Una crisi critica con poca critica

E’ interessante notare come la crisi
finanziaria attuale abbia in pochissimo tempo modificato il modo di
ragionare di molta parte degli operatori economici, dei cosiddetti
esperti e degli economisti.

Ciò che fino a ieri era considerato il
male assoluto, l’interventismo statale nei processi di regolazione
(o, meglio, deregolazione) del libero mercato, oggi diviene la
panacea di ogni male. Siamo convinti che si tratta di posizioni
assolutamente opportunistiche, come ben ha evidenziato il recente
intervento di Emma Marcegaglia, presidente di Confindustria, secondo
la quale l’intervento dello Stato è più che legittimo (anzi
"raccomandabile") quando si tratta di salvare imprese in
difficoltà. Una logica simile ha contraddistinto l’iter
parlamentare che ha portato all’approvazione del Piano Poulson
negli Stati Uniti. Simili decisioni vengono invocate anche in Europa,
come dimostra l’appello di alcuni dei più noti economisti
"liberali di sinistra" (Boeri, Giavazzi, Tabelloni, Alesina,…)

*VOCI DEI DATI*:

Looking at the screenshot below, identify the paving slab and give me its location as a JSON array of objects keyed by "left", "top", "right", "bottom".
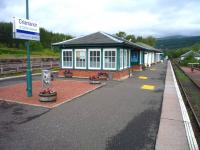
[
  {"left": 156, "top": 62, "right": 189, "bottom": 150},
  {"left": 0, "top": 63, "right": 166, "bottom": 150},
  {"left": 0, "top": 80, "right": 102, "bottom": 108},
  {"left": 181, "top": 67, "right": 200, "bottom": 88}
]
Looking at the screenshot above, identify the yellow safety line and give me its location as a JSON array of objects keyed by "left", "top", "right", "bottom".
[
  {"left": 150, "top": 68, "right": 156, "bottom": 71},
  {"left": 141, "top": 85, "right": 155, "bottom": 90},
  {"left": 138, "top": 76, "right": 148, "bottom": 80}
]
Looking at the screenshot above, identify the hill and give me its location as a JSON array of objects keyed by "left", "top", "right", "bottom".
[{"left": 156, "top": 35, "right": 200, "bottom": 50}]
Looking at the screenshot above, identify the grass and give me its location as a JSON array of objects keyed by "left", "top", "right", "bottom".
[{"left": 0, "top": 48, "right": 59, "bottom": 59}]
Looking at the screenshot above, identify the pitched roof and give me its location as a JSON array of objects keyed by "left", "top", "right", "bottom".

*ESERCIZI*:
1 - Rispondi a queste domande sul testo sulla crisi finanziaria:
(a) Quale carica ricopre Emma Marcegaglia?
(b) Con quali parole il testo definisce le posizioni di chi oggi accetta l'interventismo statale?
(c) In quale paese un iter parlamentare ha portato all'approvazione di un piano?
2 - Prosegui il testo sulla crisi finanziaria dopo l'ultima frase riportata.

*SOLUZIONI*:
1 -
(a) È presidente di Confindustria.
(b) Le definisce "posizioni assolutamente opportunistiche".
(c) Negli Stati Uniti.

2 -
reperibile sul sito www.lavoce.info, ma con esiti più incerti.

Insomma, si presenta di nuovo il
classico leit motiv della "socializzazone delle perdite per
garantire di nuovo in futuro la privatizzazione dei profitti". Tuttavia, vi sono elementi di novità
che evidenziano come questa crisi non sia facilmente catalogabile
come un "incidente" di percorso nella dinamica capitalistica.

In primo luogo, si tratta di una delle
crisi finanziarie più lunghe della storia: cominciata nell’agosto
del 2007, non terminerà tra breve. Il contesto ciclico vede fasi
espansive della borsa non più lunghe di tre anni, un intervallo
temporale anomalo che potrebbe far immaginare un ciclo depressivo di
poco inferiore al ciclo espansivo. Una crisi, dunque, che non può
essere definita congiunturale, bensì strutturale. Dato reso
evidente dal fatto che non si tratta di una crisi dovuta a carenza di liquidità
istituzionale da sovraproduzione (come avvenne nel ’29), bensì a
insolvenza.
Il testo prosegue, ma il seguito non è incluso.